### PROBLEM:
Output, unchanged, the lines from the one containing "Which on-screen element is the tree?" through the end of the rows, inclusive.

### Bounding-box rows:
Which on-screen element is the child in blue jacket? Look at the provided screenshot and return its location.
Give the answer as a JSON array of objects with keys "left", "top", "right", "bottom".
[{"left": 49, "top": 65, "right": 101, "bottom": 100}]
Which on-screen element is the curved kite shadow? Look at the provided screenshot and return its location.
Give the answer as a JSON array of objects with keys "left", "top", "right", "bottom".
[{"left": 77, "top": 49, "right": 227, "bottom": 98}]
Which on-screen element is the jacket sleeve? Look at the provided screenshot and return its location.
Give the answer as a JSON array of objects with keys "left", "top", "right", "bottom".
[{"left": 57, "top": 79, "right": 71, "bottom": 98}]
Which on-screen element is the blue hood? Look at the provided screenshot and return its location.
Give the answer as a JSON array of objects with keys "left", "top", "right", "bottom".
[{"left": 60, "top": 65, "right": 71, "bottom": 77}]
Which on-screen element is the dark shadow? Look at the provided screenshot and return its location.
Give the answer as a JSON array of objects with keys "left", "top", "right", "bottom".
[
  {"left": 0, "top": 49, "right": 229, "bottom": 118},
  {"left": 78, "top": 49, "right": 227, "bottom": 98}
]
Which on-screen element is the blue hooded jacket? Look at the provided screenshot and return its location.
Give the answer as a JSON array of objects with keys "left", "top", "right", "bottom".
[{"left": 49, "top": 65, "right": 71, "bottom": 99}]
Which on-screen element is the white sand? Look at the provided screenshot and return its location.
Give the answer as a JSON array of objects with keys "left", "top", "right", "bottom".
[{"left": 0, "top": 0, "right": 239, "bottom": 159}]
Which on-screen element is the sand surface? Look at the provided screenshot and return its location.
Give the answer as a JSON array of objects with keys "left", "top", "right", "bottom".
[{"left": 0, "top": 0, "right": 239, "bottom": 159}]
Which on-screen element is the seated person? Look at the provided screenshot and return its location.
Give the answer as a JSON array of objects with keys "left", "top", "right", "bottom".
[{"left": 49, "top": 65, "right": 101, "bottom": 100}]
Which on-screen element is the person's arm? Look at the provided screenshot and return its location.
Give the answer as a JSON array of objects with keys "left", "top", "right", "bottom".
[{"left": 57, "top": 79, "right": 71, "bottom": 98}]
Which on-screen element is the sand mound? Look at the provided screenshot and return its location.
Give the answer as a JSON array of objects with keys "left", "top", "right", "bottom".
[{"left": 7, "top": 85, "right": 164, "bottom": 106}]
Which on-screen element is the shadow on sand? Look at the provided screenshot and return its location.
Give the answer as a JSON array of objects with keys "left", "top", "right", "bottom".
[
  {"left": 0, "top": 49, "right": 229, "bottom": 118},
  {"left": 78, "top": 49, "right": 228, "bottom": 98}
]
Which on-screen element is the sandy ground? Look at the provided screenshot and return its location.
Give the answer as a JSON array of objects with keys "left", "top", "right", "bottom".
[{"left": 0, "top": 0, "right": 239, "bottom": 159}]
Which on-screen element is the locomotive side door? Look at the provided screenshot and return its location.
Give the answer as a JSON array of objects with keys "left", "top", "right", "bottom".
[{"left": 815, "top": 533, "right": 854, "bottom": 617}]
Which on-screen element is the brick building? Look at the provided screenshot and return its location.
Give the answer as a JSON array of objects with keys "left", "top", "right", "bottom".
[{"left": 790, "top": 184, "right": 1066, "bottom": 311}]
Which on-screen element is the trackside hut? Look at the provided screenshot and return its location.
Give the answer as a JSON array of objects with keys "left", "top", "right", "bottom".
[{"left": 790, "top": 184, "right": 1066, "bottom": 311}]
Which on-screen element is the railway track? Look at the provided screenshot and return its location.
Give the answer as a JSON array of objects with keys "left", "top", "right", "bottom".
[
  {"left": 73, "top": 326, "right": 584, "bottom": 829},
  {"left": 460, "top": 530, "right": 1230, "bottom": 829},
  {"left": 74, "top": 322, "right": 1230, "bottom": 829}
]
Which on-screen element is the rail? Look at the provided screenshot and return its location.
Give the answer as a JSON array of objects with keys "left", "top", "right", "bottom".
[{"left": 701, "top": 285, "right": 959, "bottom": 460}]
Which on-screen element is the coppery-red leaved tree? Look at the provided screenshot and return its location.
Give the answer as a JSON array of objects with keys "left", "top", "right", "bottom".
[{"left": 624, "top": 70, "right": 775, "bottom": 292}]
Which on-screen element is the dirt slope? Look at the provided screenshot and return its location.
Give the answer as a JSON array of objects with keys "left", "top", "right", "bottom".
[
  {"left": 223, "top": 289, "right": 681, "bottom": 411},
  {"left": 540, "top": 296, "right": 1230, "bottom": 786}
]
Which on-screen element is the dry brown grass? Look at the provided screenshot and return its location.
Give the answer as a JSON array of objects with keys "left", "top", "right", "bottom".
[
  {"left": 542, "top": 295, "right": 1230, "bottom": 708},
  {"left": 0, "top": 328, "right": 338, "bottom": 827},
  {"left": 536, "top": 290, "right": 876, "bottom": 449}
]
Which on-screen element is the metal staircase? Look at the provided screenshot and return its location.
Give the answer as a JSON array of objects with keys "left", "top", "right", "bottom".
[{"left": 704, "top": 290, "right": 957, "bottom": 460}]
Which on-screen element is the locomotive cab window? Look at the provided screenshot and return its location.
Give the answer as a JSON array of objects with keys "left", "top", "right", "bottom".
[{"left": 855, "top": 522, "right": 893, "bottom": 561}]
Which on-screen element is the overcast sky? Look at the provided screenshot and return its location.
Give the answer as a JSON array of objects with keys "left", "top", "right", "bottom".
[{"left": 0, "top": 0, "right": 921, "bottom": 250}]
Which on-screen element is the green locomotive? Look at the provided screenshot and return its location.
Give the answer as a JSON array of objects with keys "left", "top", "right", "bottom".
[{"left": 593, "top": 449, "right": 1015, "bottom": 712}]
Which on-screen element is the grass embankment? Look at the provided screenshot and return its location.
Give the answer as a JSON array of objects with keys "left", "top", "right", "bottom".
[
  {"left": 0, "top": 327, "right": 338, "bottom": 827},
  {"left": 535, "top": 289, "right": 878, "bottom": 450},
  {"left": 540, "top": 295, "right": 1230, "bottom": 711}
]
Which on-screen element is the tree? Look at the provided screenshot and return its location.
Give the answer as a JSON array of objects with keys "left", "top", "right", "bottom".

### SOLUTION FOR THIS EXERCISE:
Which on-screen element is the tree? Look at the provided screenshot and return its location.
Give the answer as a JSON array of objects with keys "left", "top", "right", "bottom".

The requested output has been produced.